> [Task brief]: Rewrite the lines below as a Markdown table with the columns "Row" and "Line," giving each line its row number, skipping blank lines and leaving out the pictures.

> [Supplied material]:
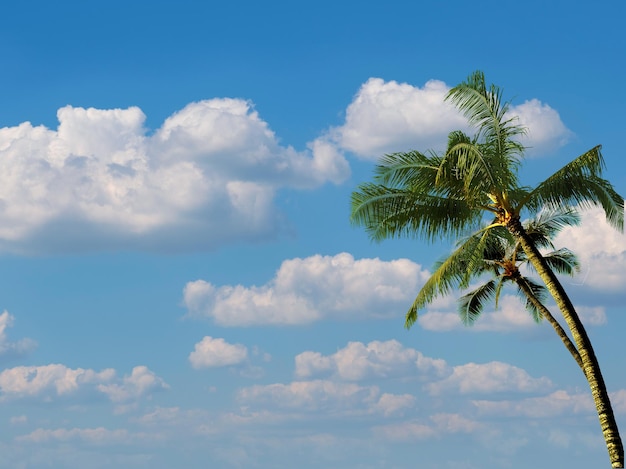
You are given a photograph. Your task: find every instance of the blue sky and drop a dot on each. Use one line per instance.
(181, 283)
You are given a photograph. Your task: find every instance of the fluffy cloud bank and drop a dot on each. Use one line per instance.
(377, 359)
(306, 290)
(385, 117)
(207, 176)
(327, 396)
(49, 382)
(210, 352)
(601, 249)
(488, 378)
(7, 347)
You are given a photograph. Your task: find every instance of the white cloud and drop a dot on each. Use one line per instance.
(306, 290)
(7, 347)
(489, 377)
(600, 248)
(389, 116)
(557, 403)
(210, 352)
(206, 177)
(545, 131)
(98, 436)
(377, 359)
(326, 396)
(139, 383)
(48, 382)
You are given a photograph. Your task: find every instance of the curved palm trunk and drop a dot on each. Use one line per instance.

> [Expected answer]:
| Row | Line |
|---|---|
| 1 | You are given a photograph. Your task: find every instance of the blue sky and drop a dot on each. Use one line per instance. |
| 2 | (181, 283) |
| 3 | You are given a photograph. Your task: find every instance of the fluffy cloud bank and drop a dot on each. Use one line per instance. |
| 4 | (377, 359) |
| 5 | (306, 290) |
| 6 | (385, 117) |
| 7 | (207, 176) |
| 8 | (327, 396) |
| 9 | (49, 382) |
| 10 | (210, 352) |
| 11 | (601, 249) |
| 12 | (488, 378) |
| 13 | (7, 347) |
| 14 | You are given a photograph. Your task: find every instance of the white cloud and drop a dot on each. Use one line per instance. |
| 15 | (306, 290) |
| 16 | (7, 347) |
| 17 | (489, 377) |
| 18 | (600, 248) |
| 19 | (389, 116) |
| 20 | (557, 403) |
| 21 | (210, 352) |
| 22 | (206, 177) |
| 23 | (545, 131) |
| 24 | (98, 436) |
| 25 | (377, 359) |
| 26 | (326, 396) |
| 27 | (139, 383) |
| 28 | (48, 382) |
| 29 | You are given a photograph. Your task: find every instance of the curved palm trunk and drop a dot on each. Use one line per instance. |